Excerpts of location labeling data
################

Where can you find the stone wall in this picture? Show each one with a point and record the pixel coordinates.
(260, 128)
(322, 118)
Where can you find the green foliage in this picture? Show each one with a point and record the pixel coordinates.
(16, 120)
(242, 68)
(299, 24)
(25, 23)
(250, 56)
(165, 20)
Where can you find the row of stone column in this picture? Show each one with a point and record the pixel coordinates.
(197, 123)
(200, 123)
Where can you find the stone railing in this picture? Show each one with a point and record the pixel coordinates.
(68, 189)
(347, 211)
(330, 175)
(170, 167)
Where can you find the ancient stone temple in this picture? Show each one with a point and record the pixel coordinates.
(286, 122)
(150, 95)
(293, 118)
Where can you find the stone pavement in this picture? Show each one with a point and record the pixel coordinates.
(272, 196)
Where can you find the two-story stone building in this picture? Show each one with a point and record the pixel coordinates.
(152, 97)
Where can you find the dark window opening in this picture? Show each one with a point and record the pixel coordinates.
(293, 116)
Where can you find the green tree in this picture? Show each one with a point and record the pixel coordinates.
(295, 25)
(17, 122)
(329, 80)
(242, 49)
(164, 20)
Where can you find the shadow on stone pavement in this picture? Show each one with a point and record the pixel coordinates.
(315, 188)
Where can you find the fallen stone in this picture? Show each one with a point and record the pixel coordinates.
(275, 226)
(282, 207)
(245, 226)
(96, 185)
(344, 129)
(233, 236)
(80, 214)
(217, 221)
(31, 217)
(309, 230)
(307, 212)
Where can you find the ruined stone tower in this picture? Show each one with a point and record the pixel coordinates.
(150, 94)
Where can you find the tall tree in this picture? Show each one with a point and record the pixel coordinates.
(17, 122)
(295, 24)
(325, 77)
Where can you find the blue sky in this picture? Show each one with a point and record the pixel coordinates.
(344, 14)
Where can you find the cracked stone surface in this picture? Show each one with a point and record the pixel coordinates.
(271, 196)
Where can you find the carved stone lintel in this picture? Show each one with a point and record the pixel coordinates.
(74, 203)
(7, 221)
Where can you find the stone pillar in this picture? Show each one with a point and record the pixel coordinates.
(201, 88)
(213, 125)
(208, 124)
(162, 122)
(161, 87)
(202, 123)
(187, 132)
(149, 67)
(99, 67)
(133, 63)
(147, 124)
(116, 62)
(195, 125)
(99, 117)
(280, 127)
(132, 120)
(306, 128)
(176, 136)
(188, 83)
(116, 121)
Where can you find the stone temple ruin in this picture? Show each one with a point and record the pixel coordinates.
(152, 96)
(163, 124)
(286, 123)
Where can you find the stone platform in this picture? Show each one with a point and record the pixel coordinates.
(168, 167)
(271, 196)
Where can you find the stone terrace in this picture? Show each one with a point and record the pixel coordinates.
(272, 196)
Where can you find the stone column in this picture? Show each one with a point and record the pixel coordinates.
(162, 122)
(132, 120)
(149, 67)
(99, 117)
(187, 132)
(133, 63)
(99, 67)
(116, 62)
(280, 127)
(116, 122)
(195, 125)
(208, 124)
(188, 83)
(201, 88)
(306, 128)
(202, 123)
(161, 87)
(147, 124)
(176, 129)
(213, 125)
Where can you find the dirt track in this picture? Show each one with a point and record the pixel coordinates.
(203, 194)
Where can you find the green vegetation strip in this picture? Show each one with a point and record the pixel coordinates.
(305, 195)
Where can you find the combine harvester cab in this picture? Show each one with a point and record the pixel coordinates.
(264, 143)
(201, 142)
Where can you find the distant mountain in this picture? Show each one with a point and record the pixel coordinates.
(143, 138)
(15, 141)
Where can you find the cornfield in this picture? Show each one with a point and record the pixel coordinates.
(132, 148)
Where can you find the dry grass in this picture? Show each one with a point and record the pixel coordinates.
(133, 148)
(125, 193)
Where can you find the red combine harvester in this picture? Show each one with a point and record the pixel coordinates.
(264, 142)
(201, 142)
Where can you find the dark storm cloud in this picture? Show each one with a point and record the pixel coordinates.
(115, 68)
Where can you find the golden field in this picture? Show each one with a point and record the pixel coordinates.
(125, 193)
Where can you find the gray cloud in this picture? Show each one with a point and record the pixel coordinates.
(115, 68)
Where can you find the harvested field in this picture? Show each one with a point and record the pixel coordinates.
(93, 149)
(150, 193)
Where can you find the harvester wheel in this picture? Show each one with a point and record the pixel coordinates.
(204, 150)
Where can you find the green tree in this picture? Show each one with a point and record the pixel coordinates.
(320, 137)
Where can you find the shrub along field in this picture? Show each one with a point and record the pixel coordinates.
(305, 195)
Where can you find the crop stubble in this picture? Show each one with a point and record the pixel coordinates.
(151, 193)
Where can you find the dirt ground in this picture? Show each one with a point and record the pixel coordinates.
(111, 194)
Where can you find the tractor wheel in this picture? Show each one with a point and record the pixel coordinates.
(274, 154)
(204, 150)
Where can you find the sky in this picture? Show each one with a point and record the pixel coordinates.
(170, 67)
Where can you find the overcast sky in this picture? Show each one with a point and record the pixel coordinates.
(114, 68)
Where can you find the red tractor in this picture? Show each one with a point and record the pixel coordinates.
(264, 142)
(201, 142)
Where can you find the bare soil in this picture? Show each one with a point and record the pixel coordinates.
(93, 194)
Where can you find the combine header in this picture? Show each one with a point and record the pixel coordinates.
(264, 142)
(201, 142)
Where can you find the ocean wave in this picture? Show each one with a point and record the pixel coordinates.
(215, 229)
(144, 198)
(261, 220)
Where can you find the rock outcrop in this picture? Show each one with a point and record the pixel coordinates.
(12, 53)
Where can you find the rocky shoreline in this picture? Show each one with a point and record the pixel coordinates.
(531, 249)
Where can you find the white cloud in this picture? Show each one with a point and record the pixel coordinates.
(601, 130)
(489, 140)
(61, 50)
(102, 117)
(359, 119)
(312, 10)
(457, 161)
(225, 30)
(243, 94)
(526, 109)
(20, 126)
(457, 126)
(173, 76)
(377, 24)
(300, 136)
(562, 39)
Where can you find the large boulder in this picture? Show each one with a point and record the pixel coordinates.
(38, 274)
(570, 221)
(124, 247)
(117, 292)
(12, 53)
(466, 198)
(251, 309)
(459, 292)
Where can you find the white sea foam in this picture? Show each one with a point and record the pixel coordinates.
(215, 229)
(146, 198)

################

### Exercise:
Go through the material above line by line and copy it exactly.

### Correct response:
Where can you find the stone wall in this picture? Show each one with a point and record the pixel coordinates.
(260, 128)
(322, 118)
Where can you find the green foliage in this picture? Show each one with a point and record the pixel coordinates.
(16, 120)
(242, 68)
(299, 24)
(25, 23)
(250, 56)
(165, 20)
Where can you find the row of stone column in this picture? Show each one with a point and record the pixel coordinates.
(197, 123)
(200, 123)
Where can you find the stone railing in this picture? Show each one with a point and record the pixel coordinates.
(68, 189)
(347, 211)
(330, 175)
(170, 167)
Where can you find the ancient stone temple in this picture? Show each one with a point and record the pixel coordinates.
(286, 122)
(150, 95)
(293, 118)
Where can you find the stone pavement in this picture? Show each one with a point and record the pixel coordinates.
(272, 196)
Where can you find the two-story stone building in this picture? Show each one with a point and record the pixel coordinates.
(152, 97)
Where can you find the dark window opening in this picture? Show each one with a point and record the pixel coordinates.
(293, 116)
Where can you find the green tree in this picture? Show each one with a point and record the pixel coordinates.
(295, 25)
(17, 122)
(329, 80)
(242, 49)
(164, 20)
Where can you find the shadow on stone pavement in this picture? Show each one with a point and record the pixel coordinates.
(315, 188)
Where can you find the fallen stone in this picture? Show each one with a point and record the pixel coordinates.
(275, 226)
(282, 207)
(245, 226)
(96, 185)
(344, 129)
(233, 236)
(80, 214)
(217, 221)
(31, 217)
(309, 230)
(307, 212)
Where can you find the ruined stone tower in this picture? Show each one with a point and record the pixel coordinates.
(150, 94)
Where can you find the tall tree in this picture? Show each one with a point and record the pixel coordinates.
(17, 122)
(295, 24)
(325, 77)
Where can you find the blue sky in this picture? Show each one with a point and record the pixel coordinates.
(344, 14)
Where can you find the cracked stone surface in this picture? Show each one with a point and record the pixel coordinates.
(271, 196)
Where can you find the carved stone lintel in this picture? Show each one with a point and record the pixel coordinates.
(74, 203)
(7, 221)
Where can you find the stone pillar in this picture? Show each one with a point and record the pixel coordinates.
(201, 88)
(213, 125)
(208, 124)
(162, 122)
(161, 87)
(202, 123)
(187, 132)
(149, 67)
(99, 67)
(133, 63)
(147, 124)
(116, 62)
(195, 125)
(99, 117)
(280, 127)
(132, 120)
(306, 128)
(176, 136)
(188, 83)
(116, 121)
Where can you find the stone temple ruin in this picture? Show each one with a point and record the pixel coordinates.
(152, 96)
(163, 124)
(286, 123)
Where can you find the stone platform in this picture? Show each one with a point and record the pixel coordinates.
(168, 167)
(271, 196)
Where can you find the stone terrace in this picture? Show each one with a point and record the pixel coordinates.
(272, 196)
Where can you find the stone column in this picture? Show each one with a point and record the pixel coordinates.
(162, 122)
(132, 120)
(149, 67)
(99, 117)
(187, 132)
(133, 63)
(99, 67)
(116, 62)
(280, 127)
(116, 122)
(195, 125)
(208, 124)
(188, 83)
(201, 88)
(306, 128)
(202, 123)
(161, 87)
(147, 124)
(176, 129)
(213, 125)
Where can you find the dirt track in this picture? Show each one with a point and record the pixel coordinates.
(203, 194)
Where can you find the green vegetation strip in this picture? Show each one with a point and record the pixel coordinates.
(305, 195)
Where can you find the combine harvester cab in this picture? Show each one with a point and record the pixel coordinates.
(264, 143)
(201, 142)
Where can you find the distant mountain in this picture? Show each one with a point and record the pixel coordinates.
(143, 138)
(15, 141)
Where can you find the cornfield in this picture? Show each one with a point and record the pixel coordinates.
(132, 148)
Where can you find the dry grass in this picture? Show each one with a point and record the pixel coordinates.
(133, 148)
(125, 193)
Where can you find the red combine harvester in this picture? Show each one with a point and record the pixel coordinates.
(264, 142)
(201, 142)
Where can you find the dark storm cloud in this picture? Show each one with a point and record the pixel coordinates.
(115, 68)
Where can you find the golden field in this picture? Show each one with a point and record the pixel coordinates.
(125, 193)
Where can you find the gray cloud in this picture? Show each one with a point and record the pixel coordinates.
(115, 68)
Where can you find the harvested field in this picture? Show each one with a point and record the pixel coordinates.
(93, 149)
(150, 193)
Where can you find the harvester wheel in this picture? Show each one with a point and record the pixel coordinates.
(204, 150)
Where can you find the green tree in this picture? Show each one with a point and record the pixel coordinates.
(320, 137)
Where can you find the shrub along field in this picture? Show each one with a point and record the pixel coordinates.
(305, 195)
Where can you find the crop stubble in this picture? Show each one with a point and record the pixel coordinates.
(151, 193)
Where can you find the dirt ground in this picture? Show each one with a point and record the pixel coordinates.
(111, 194)
Where can you find the tractor wheel in this picture? Show each one with a point and record the pixel coordinates.
(274, 154)
(204, 150)
Where can you find the sky in this picture? Show each one with a point and record the pixel coordinates.
(170, 67)
Where can you find the overcast sky in this picture? Show each one with a point and record the pixel coordinates.
(114, 68)
Where can you find the red tractor in this picture? Show each one with a point and record the pixel coordinates.
(264, 142)
(201, 142)
Where can you find the bare soil in this picture? Show each one with a point and record the pixel coordinates.
(93, 194)
Where can you find the combine header in this picture? Show each one with a point and record the pixel coordinates.
(264, 142)
(201, 142)
Where can you find the ocean wave in this picture? Show each one with a point and record the pixel coordinates.
(215, 229)
(144, 198)
(261, 220)
Where can you find the rock outcrop in this picture? Show each one with a point and record the pixel coordinates.
(12, 53)
Where can you find the rocky shoreline in this picture? Show each one with a point and record the pixel coordinates.
(531, 249)
Where can you find the white cloud in this picture? Show each one with a point and record the pixel coordinates.
(601, 130)
(489, 140)
(61, 50)
(102, 117)
(359, 119)
(312, 10)
(457, 161)
(225, 30)
(243, 94)
(526, 109)
(20, 126)
(457, 126)
(173, 76)
(377, 24)
(300, 136)
(562, 39)
Where can you find the large boulder in this picture? Show each one with a point and record the pixel coordinates.
(38, 274)
(570, 221)
(124, 247)
(117, 292)
(12, 53)
(466, 198)
(251, 309)
(459, 292)
Where can you find the white sea foam in this picture? Show each one with a point and record the pixel coordinates.
(215, 229)
(146, 198)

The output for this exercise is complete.